> _Provided passage_:
──────────────────────────────

Skip to content

freva-org/reflow

Repository files navigation

reflow

Decorator-based HPC workflow engine with an auto-generated CLI.

Define tasks with Python decorators, wire data flow with Result annotations, and submit to Slurm with a CLI built from your function signatures -- or interactively from a notebook.

Zero heavy dependencies: the CLI is pure argparse, the manifest store is stdlib sqlite3. The only optional dependency is tomli for config file support on Python 3.10.

Features

  • Decorator API -- @wf.job() and @wf.array_job() with typed parameter annotations.
  • Automatic dependency inference -- Result(step="prepare") adds the dependency and wires the data.
  • Static type validation -- return types vs. parameter types are checked at registration time.
  • Fan-out / gather / chain -- all data flow patterns between singletons and arrays.
  • Reusable flows -- define tasks on a Flow, include in multiple workflows with optional prefixes.

──────────────────────────────

> _Material provided_:
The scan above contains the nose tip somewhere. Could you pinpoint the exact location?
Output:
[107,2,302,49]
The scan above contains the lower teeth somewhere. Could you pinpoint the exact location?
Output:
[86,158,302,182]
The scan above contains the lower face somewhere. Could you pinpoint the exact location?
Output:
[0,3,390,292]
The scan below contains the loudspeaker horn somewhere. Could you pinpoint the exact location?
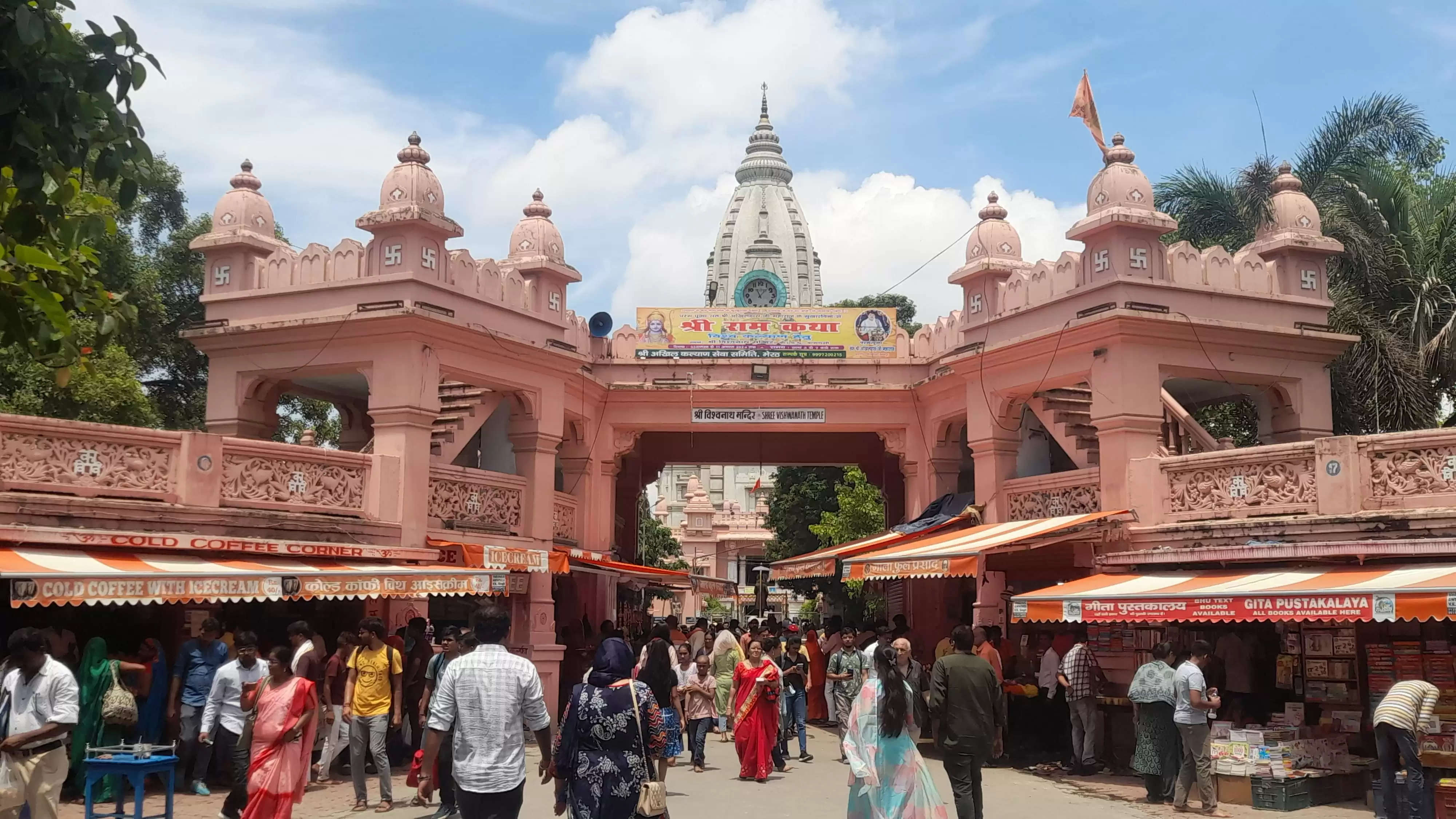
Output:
[587,310,612,338]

──────────────────────────────

> _Aim A_: In the reflow passage, what is the only optional dependency, and what is it used for?
> _Aim B_: Extend the reflow passage past its final feature item, keeping its style.

> _Task response A_: The only optional dependency is tomli, used for config file support on Python 3.10.

> _Task response B_:
  • Interactive Run handle -- wf.submit() returns a Run for status, cancel, retry from notebooks.
  • Literal support -- Literal["era5", "icon"] maps to argparse choices automatically.
  • Config file -- ~/.config/reflow/config.toml for default partition, account, python, server URL.
  • Pluggable executors -- SlurmExecutor, LocalExecutor, or implement your own.
  • Pluggable stores -- SqliteStore (stdlib), future REST server.

Quick start (CLI)

# demo_flow.py
from typing import Annotated, Literal
from reflow import Workflow, Param, Result, RunDir

wf = Workflow("demo")

@wf.job()
def prepare(
    start: Annotated[str, Param(help="Start date, ISO-8601")],
    end: Annotated[str, Param(help="End date, ISO-8601")],
    model: Annotated[Literal["era5", "icon"], Param(help="Model")] = "era5",
    run_dir: RunDir = RunDir(),
) -> list[str]:
    return ["a.nc", "b.nc", "c.nc"]

@wf.array_job(cpus=4, time="00:10:00")
def convert(
    nc_file: Annotated[str, Result(step="prepare")],
    bucket: Annotated[str, Param(help="S3 bucket")],
    run_dir: RunDir = RunDir(),
) -> str:
    return f"/data/{nc_file}.zarr"

@wf.job()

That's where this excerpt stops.